• Data:
-*-
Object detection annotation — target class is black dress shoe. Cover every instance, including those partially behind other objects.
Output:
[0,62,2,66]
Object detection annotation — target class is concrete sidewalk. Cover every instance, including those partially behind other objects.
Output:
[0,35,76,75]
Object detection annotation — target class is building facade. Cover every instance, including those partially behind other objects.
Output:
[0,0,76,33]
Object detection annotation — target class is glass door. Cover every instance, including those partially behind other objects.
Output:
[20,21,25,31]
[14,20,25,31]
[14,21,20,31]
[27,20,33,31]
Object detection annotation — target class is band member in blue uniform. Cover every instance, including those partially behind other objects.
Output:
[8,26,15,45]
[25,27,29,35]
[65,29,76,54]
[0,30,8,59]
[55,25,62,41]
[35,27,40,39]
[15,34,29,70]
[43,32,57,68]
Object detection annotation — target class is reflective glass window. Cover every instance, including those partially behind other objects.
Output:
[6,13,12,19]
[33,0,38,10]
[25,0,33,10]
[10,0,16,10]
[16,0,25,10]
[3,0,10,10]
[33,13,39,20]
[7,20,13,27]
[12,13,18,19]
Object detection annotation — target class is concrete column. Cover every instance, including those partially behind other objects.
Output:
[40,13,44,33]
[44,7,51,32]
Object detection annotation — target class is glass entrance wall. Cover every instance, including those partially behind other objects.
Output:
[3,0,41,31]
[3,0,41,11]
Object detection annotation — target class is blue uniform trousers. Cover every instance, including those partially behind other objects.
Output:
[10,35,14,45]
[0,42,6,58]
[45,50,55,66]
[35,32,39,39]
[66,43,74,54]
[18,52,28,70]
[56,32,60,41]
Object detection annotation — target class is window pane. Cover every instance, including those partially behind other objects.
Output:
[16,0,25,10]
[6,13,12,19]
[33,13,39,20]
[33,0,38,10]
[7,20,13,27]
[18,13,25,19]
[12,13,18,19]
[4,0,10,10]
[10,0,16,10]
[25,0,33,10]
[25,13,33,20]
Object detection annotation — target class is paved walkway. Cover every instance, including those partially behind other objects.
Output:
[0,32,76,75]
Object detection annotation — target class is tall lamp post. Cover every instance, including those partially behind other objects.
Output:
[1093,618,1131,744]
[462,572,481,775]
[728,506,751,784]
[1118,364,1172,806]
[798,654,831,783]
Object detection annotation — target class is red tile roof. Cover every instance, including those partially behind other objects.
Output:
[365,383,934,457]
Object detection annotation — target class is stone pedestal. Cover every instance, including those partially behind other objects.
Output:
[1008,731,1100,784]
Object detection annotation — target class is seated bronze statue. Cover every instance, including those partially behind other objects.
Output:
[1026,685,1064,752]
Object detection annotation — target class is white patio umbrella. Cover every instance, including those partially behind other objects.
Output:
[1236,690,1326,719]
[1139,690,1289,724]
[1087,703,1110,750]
-*-
Can you restate every record above word for word?

Object detection annotation — target class is black dress shoe. Cover every instance, including those partially behind other objects.
Output:
[0,62,2,66]
Object detection annotation — target class is concrete sidewalk. Cover every instance, including those partially behind other objects.
Output:
[0,35,76,75]
Object detection annotation — target class is building facade. Cover every instance, including those partially behind other objects.
Output:
[0,0,76,33]
Object detection annotation — target class is glass door. Cover every instance, including those partially behind other objects.
Output:
[20,21,25,31]
[14,20,25,31]
[14,21,20,31]
[27,20,33,31]
Object detection annotation — target class is band member in blue uniform. Cover every instance, including those partially behind other objects.
Output:
[8,26,15,45]
[25,27,29,35]
[65,29,76,54]
[0,30,8,59]
[55,25,62,41]
[35,27,40,39]
[15,34,29,70]
[43,32,57,68]
Object detection annotation — target class is reflective glass window. Cover every instance, including those partially behind other objects.
Output:
[6,13,12,19]
[33,0,38,10]
[25,0,33,10]
[10,0,16,10]
[16,0,25,10]
[3,0,10,10]
[33,13,39,20]
[7,20,13,27]
[12,13,18,19]
Object detection annotation — target class is concrete column. Cover every instance, including those partially behind other objects.
Output:
[40,13,44,33]
[44,7,51,32]
Object detection annotation — target class is glass entrance wall. Cover every instance, including those partially behind other objects.
Output:
[3,0,41,31]
[3,0,41,11]
Object detection annotation — target class is blue uniform trousers. Cover every instance, including those partially behind other objects.
Output:
[10,35,14,45]
[0,42,6,58]
[45,50,55,66]
[35,32,39,39]
[66,43,74,54]
[18,52,28,70]
[56,32,60,41]
Object detection annotation — target class is window pane. Cover every instance, including those partially behind other objects.
Output:
[16,0,25,10]
[6,13,12,19]
[33,13,39,20]
[33,0,38,10]
[7,20,13,27]
[18,13,25,19]
[12,13,18,19]
[4,0,10,10]
[10,0,16,10]
[25,0,33,10]
[25,13,33,20]
Object detection annotation — target class is paved walkway. Cover every instance, including those partially behind other objects.
Output:
[0,32,76,75]
Object detection annotation — target class is tall lamp post. Cover every instance, including those partially behind other objects.
Output:
[1093,618,1131,744]
[462,572,481,775]
[728,506,751,784]
[1118,364,1172,806]
[798,654,831,783]
Object detection annotation — target class is red tile roof. Cover every instance, including those partially behind other objects.
Output:
[365,383,934,457]
Object detection annotation — target class is stone pedestal. Cover every instance, including those partially behind other objects.
Output:
[1008,731,1100,784]
Object detection annotation — target class is seated bronze statue. Cover every instance, including those partially behind other objects.
Output:
[1026,685,1064,752]
Object detection annotation — target class is white patio umbrella. Cover every instance, including those partially behind other objects.
Output:
[1236,690,1326,719]
[1139,690,1289,724]
[1087,703,1110,750]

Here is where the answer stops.